__Reading text__:
------------------------------------------------------------------------
I'm going to collect the car as soon as possible, I don't care what plate it has on it. It's a lease car, so even extra depreciation from the newer plate is someone else's problem!


----------



## davelincs

Snake Pliskin said:


> Mine starts build Monday next week :twisted:


Think yourself lucky, i only paid the deposit on sat for mine
the dealer told me end of May, i will have to wait and see


----------



## simonwooTTon

Just wanted to thank everyone for contributing to this thread - just hit 1000 posts and nearly 20000 views [smiley=thumbsup.gif]


----------



## davida-p

simonwooTTon said:


> Just wanted to thank everyone for contributing to this thread - just hit 1000 posts and nearly 20000 views [smiley=thumbsup.gif]


Its a good way of keeping an eye on production Simon. Should be a sticky really


----------



## davida-p

RainerM said:


> ...
> I ordered mine on JAN 5,2011, delivery end of March 2011 plus-minus, Roadster white,black int.,19´´ grey alloys,sports-exhaust,
> already now the waiting-time is long ;-)
> 
> Enjoy your cars and happy driving in 2011.
> 
> Rainer-Switzerland


The Swiss seem a lot faster with their dates then...wouldn't see a 2 month delivery date here.


----------



## toonmal

Car is on the ship now


----------



## Snake Pliskin

Mine is 'IN TRANSIT' so could be on the ship too


----------



## tt3600

Build week 6 for my car.

Apparently 5-6 weeks for delivery after that so could have my car in late March 

Anyone else had similiar build times for the TT-RS ?


----------



## AEW003

I ordered my RS on 29 Nov 10. Estimate build at the time was week 8, current forecast is still week 8 with anticipated delivery approx 2 weeks afterwards ie. mid March '11.


----------



## toonmal

Saturday morning   ..2 more sleeps, and a wide awake night :lol:


----------



## zak875

AEW003 said:


> I ordered my RS on 29 Nov 10. Estimate build at the time was week 8, current forecast is still week 8 with anticipated delivery approx 2 weeks afterwards ie. mid March '11.


Thats good, i ordered my ttc 2.0tfsi 23rd Sep been estimated late March delivery!!!


----------



## simonwooTTon

Anyone had an update on their dates ?


----------



## jjg

Apparently arrived in UK last week. Was due at dealers over the weekend, however due to an unexplained 'issue' now arriving there next weekend.
------------------------------------------------------------------------
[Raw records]
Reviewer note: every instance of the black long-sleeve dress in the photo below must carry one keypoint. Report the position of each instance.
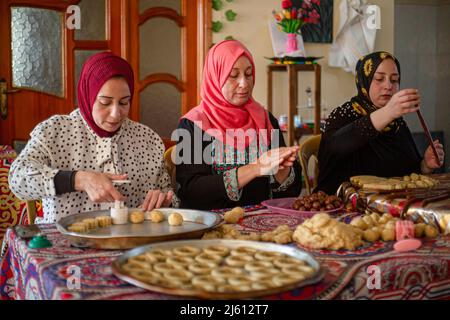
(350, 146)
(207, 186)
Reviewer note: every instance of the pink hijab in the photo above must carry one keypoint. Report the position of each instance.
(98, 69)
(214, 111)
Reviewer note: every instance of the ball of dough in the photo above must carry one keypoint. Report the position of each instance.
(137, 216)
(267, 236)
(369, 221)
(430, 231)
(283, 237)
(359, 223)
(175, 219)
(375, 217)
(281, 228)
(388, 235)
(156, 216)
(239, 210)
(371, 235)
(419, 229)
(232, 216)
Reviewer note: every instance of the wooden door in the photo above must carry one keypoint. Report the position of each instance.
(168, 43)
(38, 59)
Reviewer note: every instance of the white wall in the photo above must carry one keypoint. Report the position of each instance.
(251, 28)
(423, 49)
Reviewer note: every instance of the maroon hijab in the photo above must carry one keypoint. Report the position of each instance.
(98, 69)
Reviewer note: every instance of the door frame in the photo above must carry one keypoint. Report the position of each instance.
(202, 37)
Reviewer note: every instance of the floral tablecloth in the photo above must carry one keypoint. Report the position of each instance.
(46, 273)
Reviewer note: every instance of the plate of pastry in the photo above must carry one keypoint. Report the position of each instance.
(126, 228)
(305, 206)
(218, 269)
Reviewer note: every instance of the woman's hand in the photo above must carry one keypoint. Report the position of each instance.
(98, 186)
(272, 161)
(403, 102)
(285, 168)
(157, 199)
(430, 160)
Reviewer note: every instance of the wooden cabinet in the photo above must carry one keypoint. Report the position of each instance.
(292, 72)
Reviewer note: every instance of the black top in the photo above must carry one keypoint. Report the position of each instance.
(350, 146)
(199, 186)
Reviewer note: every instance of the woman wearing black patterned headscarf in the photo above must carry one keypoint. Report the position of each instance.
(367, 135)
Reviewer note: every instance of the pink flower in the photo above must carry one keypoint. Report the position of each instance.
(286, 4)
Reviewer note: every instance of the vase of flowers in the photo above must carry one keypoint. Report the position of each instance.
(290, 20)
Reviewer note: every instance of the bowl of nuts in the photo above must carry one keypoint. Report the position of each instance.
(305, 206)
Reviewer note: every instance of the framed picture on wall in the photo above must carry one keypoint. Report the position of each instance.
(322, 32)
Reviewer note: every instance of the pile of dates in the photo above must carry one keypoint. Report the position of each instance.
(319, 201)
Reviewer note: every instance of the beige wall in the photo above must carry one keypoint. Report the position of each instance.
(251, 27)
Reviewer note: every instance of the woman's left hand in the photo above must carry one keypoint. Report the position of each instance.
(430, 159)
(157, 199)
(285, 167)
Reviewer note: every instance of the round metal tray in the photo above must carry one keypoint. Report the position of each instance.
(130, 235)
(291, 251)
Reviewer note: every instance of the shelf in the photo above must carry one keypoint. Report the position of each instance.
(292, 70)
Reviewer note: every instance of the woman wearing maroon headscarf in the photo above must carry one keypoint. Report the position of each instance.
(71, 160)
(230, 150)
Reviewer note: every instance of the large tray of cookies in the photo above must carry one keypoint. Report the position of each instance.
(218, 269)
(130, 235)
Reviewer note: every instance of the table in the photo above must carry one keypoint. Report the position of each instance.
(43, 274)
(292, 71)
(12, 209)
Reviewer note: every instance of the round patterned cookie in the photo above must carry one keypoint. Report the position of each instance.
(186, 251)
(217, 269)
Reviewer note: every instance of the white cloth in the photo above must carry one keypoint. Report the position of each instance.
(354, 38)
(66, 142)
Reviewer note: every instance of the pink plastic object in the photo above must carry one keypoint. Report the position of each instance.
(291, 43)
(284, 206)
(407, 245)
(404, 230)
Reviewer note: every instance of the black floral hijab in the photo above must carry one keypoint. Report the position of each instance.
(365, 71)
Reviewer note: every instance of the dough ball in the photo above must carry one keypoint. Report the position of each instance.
------------------------------------------------------------------------
__Directive__: Print the stretch of the forum thread from "I'm going to" through "someone else's problem!", word for word.

__Task solution__:
I'm going to collect the car as soon as possible, I don't care what plate it has on it. It's a lease car, so even extra depreciation from the newer plate is someone else's problem!